§ Your task: Wherever a line of the listing holds the string "black", copy that line.

§ Excerpted records:
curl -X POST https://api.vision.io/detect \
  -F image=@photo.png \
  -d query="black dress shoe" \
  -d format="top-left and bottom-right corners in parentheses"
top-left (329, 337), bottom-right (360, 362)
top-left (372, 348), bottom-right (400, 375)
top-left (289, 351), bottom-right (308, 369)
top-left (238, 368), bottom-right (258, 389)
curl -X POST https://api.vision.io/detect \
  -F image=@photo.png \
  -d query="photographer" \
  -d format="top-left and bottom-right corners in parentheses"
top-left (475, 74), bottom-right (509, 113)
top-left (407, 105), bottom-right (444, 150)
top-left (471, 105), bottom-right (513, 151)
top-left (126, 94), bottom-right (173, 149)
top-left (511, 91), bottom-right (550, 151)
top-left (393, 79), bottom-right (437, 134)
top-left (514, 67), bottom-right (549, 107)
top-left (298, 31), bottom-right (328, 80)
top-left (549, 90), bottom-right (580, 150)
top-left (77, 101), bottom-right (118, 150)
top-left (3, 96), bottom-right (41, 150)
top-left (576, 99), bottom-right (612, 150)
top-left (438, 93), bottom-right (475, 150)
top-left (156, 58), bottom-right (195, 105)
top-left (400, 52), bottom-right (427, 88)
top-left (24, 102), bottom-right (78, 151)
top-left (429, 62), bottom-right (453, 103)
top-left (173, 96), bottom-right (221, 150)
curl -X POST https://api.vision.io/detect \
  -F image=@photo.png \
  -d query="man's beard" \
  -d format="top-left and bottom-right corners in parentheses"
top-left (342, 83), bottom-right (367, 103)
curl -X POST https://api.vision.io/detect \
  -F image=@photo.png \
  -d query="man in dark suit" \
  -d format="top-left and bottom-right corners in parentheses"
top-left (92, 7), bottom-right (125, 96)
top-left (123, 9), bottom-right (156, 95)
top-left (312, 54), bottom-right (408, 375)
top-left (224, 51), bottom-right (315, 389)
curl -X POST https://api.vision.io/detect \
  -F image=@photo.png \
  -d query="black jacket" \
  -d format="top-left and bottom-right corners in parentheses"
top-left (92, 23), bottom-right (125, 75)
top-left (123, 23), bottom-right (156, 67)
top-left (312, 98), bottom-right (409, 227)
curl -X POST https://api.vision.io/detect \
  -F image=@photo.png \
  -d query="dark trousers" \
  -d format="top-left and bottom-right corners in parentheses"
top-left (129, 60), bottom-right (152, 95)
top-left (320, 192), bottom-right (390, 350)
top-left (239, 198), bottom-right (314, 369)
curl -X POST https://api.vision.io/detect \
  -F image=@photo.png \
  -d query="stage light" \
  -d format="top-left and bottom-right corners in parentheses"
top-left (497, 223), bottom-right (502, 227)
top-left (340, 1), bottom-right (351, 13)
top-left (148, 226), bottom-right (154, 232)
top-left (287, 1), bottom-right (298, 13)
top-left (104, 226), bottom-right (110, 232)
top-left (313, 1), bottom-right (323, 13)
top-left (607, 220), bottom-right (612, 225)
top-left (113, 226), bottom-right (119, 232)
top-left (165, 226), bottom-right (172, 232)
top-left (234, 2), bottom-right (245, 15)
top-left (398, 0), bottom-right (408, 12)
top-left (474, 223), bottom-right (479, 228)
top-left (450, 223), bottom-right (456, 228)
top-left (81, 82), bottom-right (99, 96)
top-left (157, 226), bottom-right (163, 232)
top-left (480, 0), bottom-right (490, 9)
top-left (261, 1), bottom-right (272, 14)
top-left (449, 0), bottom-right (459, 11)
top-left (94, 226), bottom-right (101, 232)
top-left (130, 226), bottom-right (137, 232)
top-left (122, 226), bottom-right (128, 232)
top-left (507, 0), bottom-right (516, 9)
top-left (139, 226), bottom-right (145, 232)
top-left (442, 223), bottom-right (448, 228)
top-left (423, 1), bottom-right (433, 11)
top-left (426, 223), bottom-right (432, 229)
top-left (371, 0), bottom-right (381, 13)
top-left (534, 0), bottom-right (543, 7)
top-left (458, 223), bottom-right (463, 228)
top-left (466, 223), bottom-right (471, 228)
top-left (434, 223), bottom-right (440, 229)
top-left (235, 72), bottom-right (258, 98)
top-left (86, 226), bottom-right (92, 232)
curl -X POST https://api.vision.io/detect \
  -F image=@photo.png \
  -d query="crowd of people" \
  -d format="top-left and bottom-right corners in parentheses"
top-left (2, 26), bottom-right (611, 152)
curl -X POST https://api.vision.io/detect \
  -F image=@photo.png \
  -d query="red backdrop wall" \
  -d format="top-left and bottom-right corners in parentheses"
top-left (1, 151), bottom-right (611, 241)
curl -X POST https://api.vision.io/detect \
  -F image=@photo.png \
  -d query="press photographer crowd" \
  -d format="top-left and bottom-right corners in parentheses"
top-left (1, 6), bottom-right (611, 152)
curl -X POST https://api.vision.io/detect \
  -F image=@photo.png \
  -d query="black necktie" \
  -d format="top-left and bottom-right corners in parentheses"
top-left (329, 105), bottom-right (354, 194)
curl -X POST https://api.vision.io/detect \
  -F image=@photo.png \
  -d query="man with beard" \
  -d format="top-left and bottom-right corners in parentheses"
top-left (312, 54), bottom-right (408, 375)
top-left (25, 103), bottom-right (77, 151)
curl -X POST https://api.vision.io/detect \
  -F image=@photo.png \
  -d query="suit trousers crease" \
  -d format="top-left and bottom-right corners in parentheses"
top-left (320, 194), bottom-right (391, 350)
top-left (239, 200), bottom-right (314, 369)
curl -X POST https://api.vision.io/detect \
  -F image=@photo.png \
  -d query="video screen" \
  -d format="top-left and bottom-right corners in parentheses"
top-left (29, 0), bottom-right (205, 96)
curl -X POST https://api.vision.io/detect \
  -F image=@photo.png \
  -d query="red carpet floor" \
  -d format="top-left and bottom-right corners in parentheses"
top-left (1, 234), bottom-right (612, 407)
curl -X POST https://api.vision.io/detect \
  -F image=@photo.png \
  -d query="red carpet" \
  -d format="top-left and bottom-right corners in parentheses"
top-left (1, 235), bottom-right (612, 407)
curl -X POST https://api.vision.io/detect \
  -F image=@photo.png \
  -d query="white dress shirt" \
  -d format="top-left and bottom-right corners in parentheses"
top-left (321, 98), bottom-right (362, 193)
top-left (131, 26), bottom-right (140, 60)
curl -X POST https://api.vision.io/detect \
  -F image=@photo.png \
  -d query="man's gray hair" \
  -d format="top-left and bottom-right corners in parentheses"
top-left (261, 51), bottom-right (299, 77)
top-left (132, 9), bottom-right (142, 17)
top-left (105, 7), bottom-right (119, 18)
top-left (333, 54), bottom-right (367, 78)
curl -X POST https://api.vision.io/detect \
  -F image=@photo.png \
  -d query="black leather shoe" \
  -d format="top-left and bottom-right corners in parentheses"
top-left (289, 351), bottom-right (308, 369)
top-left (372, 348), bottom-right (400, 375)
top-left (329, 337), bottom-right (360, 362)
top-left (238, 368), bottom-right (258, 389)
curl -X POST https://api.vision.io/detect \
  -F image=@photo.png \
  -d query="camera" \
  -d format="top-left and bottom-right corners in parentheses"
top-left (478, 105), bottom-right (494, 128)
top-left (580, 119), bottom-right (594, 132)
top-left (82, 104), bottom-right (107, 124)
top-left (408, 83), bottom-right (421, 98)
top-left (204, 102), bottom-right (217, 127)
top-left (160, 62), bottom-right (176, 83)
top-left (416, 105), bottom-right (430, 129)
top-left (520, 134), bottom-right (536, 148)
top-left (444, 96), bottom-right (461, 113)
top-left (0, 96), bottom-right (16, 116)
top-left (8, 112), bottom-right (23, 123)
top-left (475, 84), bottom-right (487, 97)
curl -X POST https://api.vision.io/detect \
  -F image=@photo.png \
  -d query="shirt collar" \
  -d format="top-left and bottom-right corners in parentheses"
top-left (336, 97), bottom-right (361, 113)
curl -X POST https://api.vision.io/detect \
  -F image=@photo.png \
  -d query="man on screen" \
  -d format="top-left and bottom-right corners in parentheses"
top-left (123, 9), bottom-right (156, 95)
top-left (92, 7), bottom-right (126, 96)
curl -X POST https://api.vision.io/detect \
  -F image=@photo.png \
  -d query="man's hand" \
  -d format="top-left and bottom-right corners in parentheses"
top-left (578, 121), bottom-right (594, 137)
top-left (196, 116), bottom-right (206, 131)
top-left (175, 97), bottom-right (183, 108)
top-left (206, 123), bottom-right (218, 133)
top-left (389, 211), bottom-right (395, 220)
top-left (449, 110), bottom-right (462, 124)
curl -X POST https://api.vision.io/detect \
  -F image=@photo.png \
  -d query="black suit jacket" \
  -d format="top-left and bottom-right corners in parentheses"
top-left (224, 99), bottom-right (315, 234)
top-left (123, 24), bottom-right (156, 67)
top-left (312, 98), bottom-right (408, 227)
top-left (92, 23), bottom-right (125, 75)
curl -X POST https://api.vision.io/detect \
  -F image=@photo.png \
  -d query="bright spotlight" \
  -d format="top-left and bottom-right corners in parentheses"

§ Completed task:
  -d query="black dress shoe" \
  -d query="black jacket" \
  -d query="black necktie" \
  -d query="black leather shoe" \
  -d query="black suit jacket" \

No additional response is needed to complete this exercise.